- Stored data:

"""

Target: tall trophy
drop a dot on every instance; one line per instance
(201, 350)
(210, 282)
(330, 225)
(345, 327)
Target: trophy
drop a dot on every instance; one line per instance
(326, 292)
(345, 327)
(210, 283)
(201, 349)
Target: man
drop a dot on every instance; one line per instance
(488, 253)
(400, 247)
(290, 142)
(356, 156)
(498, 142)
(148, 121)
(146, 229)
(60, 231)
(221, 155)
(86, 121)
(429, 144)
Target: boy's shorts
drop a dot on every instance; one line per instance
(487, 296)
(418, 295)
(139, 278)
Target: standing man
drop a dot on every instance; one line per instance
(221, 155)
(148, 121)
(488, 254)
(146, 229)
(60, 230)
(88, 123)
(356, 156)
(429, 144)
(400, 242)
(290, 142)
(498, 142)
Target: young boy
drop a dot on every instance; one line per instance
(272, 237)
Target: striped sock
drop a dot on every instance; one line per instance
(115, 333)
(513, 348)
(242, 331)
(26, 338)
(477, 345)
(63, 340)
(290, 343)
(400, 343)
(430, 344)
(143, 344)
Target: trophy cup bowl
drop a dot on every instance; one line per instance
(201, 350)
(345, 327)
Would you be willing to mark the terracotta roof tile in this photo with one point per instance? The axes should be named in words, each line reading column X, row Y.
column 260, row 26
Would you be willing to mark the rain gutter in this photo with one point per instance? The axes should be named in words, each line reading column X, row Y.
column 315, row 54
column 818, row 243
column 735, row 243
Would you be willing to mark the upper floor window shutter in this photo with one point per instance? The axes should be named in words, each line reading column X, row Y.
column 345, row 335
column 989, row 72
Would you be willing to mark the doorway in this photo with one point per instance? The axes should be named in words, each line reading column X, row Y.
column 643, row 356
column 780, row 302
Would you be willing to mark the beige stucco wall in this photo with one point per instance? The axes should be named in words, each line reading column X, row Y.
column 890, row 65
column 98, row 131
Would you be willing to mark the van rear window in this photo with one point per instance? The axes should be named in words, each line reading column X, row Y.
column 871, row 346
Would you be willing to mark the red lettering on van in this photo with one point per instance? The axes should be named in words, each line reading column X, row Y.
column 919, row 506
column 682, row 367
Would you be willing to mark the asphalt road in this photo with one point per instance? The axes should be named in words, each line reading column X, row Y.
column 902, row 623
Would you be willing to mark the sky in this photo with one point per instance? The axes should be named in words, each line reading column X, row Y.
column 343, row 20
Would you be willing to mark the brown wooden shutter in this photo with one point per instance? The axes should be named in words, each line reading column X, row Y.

"""

- What the task requires:
Output each record precisely as given.

- Result of the task:
Target: tall trophy
drop a dot on every instance; one line per instance
(201, 350)
(210, 282)
(330, 225)
(345, 327)
Target: trophy
drop a dot on every instance; one line per instance
(326, 292)
(345, 327)
(210, 283)
(201, 349)
Target: man
drop a dot on every instance; one line per instance
(488, 253)
(400, 247)
(290, 142)
(356, 156)
(498, 142)
(148, 121)
(146, 229)
(60, 231)
(221, 155)
(86, 121)
(429, 144)
Target: boy's shorts
drop a dot on every instance; one line per instance
(487, 296)
(418, 295)
(139, 278)
Target: standing man
drop a dot on every instance; one line per instance
(221, 155)
(148, 121)
(488, 254)
(146, 229)
(60, 230)
(88, 123)
(356, 156)
(429, 144)
(400, 242)
(290, 142)
(498, 142)
Target: young boy
drop a dot on every instance; one line per instance
(272, 237)
Target: striped sock
drop a dot on every instance; one line per instance
(115, 333)
(513, 348)
(242, 331)
(26, 338)
(477, 345)
(63, 340)
(290, 343)
(400, 343)
(430, 344)
(143, 344)
Target: trophy cup bowl
drop a dot on every instance; one line per instance
(201, 350)
(345, 327)
Would you be willing to mark the terracotta roof tile in this photo with one point per instance? The axes should be named in words, each line reading column X, row Y.
column 260, row 26
Would you be willing to mark the rain gutter in this photo with one point per instance? The axes should be named in words, each line reading column X, row Y.
column 315, row 54
column 818, row 243
column 735, row 243
Would you be willing to mark the upper floor window shutter in this photo with one point per instance? The axes should be named in words, each line reading column X, row Y.
column 345, row 335
column 989, row 72
Would you be willing to mark the doorway in this photo with one point per instance? The axes should be named in words, each line reading column X, row Y.
column 643, row 356
column 780, row 302
Would you be willing to mark the beige stucco wall in this photo with one point per instance? The axes should be named in words, each line reading column X, row Y.
column 890, row 65
column 98, row 131
Would you be willing to mark the van rear window in this photo with one point per instance? The axes should be named in words, each line reading column X, row Y.
column 871, row 346
Would you be willing to mark the red lettering on van in this photo with one point per instance? The axes should be named in words, each line reading column X, row Y.
column 919, row 506
column 682, row 367
Would you be willing to mark the asphalt road in this photo with one point per instance? The axes should be named in words, each line reading column X, row Y.
column 902, row 623
Would you be willing to mark the sky in this photo with one point per instance? The axes should be named in words, each line reading column X, row Y.
column 343, row 20
Would you be willing to mark the brown wooden shutter in this photo with one point per instance? The axes should be named in words, each line reading column X, row Y.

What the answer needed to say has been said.